■ **Given problem**: Copy out the rows below from the line containing "detect the wooden" through the line containing "left=152, top=0, right=240, bottom=71", including both of those lines. Reproduce them character for character.

■ **Dataset records**:
○ ○ ○

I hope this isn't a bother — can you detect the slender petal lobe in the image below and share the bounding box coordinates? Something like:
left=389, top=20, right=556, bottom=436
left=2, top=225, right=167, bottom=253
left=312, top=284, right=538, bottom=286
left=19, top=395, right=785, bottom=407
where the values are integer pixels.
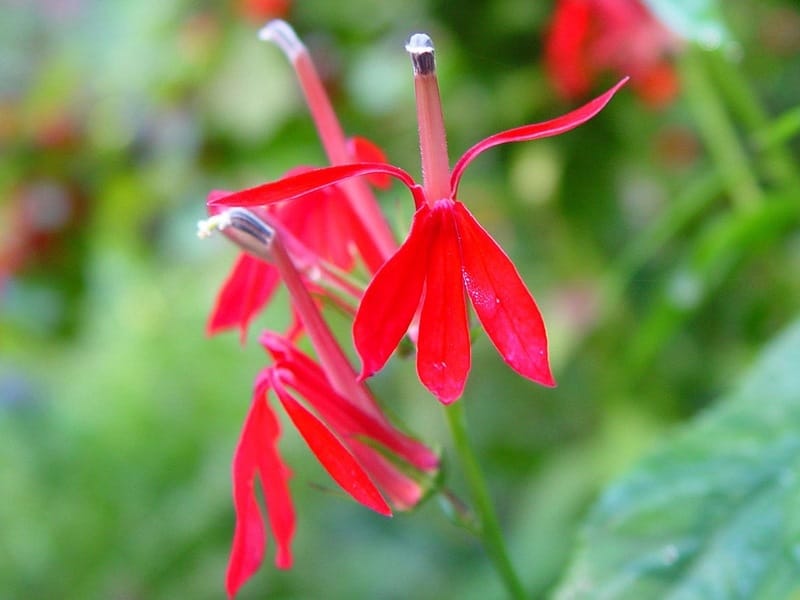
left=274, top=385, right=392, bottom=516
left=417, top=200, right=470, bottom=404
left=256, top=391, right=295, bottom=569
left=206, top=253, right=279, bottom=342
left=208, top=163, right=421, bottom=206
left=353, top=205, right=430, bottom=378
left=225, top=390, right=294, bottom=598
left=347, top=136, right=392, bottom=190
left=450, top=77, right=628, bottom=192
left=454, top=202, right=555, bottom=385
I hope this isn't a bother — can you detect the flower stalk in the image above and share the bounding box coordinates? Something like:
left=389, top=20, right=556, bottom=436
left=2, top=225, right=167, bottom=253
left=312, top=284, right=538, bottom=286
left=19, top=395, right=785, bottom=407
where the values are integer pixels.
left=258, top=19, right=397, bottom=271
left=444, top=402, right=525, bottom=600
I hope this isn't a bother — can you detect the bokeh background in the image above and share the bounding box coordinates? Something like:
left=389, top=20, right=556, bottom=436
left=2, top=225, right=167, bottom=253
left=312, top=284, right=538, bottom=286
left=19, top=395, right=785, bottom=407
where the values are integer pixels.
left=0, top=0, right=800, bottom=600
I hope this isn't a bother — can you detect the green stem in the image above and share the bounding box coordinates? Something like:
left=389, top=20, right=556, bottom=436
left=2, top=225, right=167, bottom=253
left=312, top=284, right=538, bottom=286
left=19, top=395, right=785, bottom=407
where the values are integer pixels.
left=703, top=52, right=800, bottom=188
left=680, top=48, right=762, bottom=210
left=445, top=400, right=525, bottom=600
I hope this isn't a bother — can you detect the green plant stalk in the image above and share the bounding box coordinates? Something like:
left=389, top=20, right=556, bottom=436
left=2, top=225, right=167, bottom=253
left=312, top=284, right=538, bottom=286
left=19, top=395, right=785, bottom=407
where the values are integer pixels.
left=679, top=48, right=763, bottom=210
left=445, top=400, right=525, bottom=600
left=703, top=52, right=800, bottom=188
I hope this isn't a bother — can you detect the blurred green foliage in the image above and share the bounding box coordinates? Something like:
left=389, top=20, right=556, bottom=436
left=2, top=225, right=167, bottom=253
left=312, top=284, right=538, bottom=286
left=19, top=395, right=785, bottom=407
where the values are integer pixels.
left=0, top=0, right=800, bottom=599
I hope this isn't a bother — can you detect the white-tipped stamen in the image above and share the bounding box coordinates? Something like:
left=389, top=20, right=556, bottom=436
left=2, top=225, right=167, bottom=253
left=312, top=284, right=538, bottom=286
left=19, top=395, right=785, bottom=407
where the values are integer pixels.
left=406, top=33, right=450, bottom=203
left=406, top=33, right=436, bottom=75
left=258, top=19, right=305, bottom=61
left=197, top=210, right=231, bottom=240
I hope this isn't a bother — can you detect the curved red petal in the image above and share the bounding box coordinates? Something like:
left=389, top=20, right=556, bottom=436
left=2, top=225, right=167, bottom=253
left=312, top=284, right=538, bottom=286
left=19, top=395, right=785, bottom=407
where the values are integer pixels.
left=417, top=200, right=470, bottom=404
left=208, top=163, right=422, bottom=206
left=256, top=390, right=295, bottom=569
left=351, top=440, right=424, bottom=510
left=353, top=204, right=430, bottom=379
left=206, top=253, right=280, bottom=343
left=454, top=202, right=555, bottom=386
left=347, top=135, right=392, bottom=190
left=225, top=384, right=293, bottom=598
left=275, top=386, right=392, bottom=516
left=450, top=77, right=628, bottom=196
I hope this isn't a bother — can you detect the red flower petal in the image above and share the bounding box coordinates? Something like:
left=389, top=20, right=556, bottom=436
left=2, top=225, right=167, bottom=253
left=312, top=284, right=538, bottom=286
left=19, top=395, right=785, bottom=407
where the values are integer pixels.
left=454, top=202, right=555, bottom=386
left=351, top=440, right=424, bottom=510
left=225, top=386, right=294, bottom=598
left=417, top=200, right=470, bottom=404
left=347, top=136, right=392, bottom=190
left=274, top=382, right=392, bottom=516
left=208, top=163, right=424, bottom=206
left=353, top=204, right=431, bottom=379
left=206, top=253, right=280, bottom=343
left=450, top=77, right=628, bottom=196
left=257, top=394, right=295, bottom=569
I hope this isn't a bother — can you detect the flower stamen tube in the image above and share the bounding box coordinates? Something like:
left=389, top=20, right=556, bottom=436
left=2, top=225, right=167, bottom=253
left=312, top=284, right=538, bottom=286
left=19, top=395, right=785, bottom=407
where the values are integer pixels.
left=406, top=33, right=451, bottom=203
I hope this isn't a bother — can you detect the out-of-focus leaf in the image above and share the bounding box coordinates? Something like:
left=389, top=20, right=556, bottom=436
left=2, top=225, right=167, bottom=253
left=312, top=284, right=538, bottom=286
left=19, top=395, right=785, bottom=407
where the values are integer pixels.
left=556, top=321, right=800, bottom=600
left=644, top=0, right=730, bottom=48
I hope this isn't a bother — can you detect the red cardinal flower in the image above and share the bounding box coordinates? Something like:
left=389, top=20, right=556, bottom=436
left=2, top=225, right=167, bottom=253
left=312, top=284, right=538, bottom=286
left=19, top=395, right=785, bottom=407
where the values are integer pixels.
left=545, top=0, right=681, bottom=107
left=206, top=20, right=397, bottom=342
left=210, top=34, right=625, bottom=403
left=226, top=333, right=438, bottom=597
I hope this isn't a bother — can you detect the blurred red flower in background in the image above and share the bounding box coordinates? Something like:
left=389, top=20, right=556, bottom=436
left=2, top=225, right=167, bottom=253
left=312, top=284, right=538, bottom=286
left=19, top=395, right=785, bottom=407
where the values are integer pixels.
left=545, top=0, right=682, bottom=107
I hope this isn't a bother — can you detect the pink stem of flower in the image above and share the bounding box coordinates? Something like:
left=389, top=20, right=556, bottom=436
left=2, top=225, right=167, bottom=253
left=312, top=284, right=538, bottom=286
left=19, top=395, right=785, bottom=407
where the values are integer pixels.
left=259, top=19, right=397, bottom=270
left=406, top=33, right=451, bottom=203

○ ○ ○

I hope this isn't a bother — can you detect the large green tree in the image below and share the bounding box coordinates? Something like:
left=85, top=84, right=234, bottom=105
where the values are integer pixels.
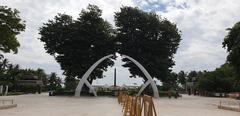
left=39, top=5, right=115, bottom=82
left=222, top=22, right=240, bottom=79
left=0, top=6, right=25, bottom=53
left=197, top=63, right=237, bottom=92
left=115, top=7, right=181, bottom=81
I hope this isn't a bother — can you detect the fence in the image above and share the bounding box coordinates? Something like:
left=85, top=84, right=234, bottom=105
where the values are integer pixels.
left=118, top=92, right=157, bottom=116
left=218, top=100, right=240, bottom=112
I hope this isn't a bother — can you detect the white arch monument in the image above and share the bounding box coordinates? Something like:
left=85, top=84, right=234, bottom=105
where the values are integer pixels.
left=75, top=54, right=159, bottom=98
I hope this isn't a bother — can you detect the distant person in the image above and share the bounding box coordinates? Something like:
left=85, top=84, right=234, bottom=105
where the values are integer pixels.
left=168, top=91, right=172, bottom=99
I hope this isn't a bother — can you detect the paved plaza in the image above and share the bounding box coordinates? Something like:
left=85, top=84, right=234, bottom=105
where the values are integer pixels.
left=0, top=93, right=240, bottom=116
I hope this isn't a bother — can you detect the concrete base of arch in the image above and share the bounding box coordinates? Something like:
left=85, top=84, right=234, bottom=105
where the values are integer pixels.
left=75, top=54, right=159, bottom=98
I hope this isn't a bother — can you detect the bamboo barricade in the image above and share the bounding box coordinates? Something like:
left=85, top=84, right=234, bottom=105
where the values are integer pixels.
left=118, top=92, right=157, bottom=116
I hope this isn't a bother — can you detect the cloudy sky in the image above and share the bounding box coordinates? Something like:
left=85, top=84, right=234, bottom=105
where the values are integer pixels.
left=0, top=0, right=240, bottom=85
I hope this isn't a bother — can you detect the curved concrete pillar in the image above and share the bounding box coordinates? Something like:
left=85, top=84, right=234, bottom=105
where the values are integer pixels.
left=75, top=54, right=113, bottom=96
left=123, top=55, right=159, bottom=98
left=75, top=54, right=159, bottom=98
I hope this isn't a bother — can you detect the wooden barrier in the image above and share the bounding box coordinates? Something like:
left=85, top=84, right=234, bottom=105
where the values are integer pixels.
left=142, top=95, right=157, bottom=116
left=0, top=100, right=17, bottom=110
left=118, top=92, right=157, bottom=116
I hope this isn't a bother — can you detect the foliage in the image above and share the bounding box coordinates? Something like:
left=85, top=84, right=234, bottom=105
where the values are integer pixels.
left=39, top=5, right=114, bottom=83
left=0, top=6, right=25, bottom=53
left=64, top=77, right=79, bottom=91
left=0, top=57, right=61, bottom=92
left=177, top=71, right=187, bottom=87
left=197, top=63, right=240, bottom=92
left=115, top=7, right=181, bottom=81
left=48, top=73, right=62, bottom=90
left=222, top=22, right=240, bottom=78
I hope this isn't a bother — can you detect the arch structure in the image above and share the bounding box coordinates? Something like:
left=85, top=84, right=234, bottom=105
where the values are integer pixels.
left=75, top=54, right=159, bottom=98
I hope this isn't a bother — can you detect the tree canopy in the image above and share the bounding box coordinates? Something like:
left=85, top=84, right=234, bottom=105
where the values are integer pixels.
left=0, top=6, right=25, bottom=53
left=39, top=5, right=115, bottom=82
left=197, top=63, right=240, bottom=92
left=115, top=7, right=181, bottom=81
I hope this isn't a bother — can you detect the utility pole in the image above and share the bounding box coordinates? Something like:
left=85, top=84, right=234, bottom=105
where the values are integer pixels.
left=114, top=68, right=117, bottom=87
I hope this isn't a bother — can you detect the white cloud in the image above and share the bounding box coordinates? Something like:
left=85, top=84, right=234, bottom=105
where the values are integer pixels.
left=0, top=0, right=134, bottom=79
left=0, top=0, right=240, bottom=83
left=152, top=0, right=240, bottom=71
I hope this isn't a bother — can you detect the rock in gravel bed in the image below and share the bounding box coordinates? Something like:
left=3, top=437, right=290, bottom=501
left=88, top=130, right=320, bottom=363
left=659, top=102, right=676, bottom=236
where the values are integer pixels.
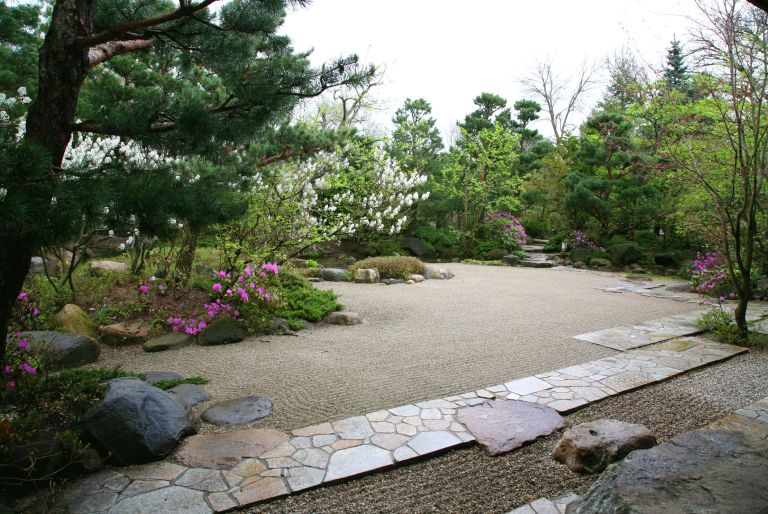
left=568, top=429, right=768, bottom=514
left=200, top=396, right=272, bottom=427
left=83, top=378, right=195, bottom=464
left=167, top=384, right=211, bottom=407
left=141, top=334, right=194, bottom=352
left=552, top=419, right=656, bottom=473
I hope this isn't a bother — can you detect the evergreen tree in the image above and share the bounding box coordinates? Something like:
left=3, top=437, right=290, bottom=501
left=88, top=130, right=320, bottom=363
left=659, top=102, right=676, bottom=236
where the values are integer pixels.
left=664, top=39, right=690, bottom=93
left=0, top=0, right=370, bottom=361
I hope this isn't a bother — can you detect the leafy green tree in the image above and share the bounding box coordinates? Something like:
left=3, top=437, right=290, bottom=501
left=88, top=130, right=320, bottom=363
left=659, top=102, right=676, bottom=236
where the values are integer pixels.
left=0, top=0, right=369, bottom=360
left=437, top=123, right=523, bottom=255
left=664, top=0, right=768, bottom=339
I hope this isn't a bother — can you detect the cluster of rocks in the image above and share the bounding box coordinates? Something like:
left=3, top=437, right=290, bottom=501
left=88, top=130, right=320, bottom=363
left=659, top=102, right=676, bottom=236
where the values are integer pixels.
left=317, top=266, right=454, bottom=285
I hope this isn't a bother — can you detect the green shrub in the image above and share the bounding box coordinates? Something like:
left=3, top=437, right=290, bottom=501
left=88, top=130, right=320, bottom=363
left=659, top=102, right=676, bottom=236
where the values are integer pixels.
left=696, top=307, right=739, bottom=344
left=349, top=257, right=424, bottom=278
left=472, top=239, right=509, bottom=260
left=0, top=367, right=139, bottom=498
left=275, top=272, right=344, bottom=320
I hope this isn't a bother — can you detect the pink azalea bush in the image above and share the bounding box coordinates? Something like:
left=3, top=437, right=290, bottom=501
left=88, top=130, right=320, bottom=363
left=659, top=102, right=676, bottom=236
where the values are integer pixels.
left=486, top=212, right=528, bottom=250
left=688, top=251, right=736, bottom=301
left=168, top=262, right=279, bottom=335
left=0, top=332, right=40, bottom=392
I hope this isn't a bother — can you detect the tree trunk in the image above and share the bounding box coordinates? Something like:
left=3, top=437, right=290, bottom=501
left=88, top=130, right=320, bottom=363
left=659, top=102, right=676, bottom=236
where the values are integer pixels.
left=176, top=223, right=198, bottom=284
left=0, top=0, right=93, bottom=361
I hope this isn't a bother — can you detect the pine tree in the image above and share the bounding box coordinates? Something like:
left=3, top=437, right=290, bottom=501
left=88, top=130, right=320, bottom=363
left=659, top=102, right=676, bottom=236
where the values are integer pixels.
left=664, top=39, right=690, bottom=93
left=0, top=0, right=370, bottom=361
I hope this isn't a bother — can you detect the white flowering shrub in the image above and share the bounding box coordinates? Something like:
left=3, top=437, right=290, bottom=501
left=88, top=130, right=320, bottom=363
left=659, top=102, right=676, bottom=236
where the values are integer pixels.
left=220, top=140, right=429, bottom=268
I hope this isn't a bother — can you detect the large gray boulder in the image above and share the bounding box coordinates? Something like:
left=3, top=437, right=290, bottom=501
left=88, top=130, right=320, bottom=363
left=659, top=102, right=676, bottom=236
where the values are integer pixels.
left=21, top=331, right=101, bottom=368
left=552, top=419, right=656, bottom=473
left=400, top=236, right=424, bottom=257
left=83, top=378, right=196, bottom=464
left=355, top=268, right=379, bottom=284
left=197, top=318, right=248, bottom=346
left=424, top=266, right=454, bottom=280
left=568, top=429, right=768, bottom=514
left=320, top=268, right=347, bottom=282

○ ○ ○

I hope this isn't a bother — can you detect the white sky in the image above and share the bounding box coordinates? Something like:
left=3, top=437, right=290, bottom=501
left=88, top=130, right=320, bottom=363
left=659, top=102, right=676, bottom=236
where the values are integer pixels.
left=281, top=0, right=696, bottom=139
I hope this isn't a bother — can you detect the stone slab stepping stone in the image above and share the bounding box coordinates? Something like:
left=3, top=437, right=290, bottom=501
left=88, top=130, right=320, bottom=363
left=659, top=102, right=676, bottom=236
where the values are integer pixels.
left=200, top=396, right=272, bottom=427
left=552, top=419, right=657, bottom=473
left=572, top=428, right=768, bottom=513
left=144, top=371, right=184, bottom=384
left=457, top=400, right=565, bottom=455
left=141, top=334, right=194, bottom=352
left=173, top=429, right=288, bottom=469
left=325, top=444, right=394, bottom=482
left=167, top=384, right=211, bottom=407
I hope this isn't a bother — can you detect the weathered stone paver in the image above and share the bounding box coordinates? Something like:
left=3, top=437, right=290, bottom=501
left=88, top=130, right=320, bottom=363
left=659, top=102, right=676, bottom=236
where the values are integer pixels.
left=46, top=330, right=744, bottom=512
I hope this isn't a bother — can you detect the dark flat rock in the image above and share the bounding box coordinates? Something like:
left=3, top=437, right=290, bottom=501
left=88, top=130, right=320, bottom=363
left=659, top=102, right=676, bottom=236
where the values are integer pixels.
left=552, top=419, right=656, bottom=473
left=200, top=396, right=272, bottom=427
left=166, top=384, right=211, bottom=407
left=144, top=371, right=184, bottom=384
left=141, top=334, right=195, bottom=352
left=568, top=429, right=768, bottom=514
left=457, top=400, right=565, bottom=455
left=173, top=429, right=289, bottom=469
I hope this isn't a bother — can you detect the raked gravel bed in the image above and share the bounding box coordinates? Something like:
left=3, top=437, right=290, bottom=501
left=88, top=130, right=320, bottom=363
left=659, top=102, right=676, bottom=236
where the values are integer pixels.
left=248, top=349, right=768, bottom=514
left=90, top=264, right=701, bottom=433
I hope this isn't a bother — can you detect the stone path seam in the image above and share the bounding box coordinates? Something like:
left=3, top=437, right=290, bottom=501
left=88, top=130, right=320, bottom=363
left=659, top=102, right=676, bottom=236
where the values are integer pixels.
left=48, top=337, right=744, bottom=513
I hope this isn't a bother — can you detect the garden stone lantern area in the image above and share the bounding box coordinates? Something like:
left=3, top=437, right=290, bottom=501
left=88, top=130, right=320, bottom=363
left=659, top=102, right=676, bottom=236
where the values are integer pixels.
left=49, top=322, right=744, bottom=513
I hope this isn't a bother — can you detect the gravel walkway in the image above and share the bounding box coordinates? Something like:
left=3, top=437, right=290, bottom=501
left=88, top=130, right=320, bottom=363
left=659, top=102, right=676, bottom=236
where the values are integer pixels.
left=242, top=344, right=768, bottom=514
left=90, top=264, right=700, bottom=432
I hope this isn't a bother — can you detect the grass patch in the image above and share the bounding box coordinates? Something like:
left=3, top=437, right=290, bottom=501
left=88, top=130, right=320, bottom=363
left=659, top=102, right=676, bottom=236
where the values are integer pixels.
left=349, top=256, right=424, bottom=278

○ ○ ○

■ **Answer to this exercise**:
I hope this isn't a bother — can you detect the wooden barrier in the image above and share the bounding box coordinates? Something like:
left=85, top=84, right=234, bottom=105
where the values are integer pixels.
left=142, top=95, right=157, bottom=116
left=0, top=100, right=17, bottom=110
left=118, top=92, right=157, bottom=116
I hope this isn't a bother — can you detect the foliage in the image above and share the bounding box coordinates? Something like:
left=85, top=84, right=234, bottom=105
where the values are integer pixels.
left=39, top=5, right=114, bottom=83
left=0, top=6, right=25, bottom=53
left=64, top=77, right=79, bottom=91
left=0, top=57, right=61, bottom=92
left=177, top=71, right=187, bottom=87
left=197, top=63, right=240, bottom=92
left=115, top=7, right=181, bottom=81
left=48, top=73, right=62, bottom=90
left=222, top=22, right=240, bottom=78
I hope this isn't a bother — can you detect the arch structure in the image above and share the bounding box coordinates? Something like:
left=85, top=84, right=234, bottom=105
where the values are integer pixels.
left=75, top=54, right=159, bottom=98
I hope this isn't a bother — can you detect the tree canopy in the image above and share the bounding box coordinates? Something like:
left=85, top=84, right=234, bottom=105
where the values are integer pixels.
left=0, top=6, right=25, bottom=53
left=39, top=5, right=115, bottom=82
left=197, top=63, right=240, bottom=92
left=115, top=7, right=181, bottom=81
I hope this isn't a bother — can you detect the utility pole in the image above and share the bounding box coordinates? Something like:
left=85, top=84, right=234, bottom=105
where the values are integer pixels.
left=114, top=68, right=117, bottom=87
I hope this isn't a bother — can you detect the white cloud in the image above and share the bounding box coordinates? Something like:
left=85, top=84, right=234, bottom=105
where the values are integer pixels.
left=0, top=0, right=134, bottom=79
left=0, top=0, right=240, bottom=83
left=152, top=0, right=240, bottom=71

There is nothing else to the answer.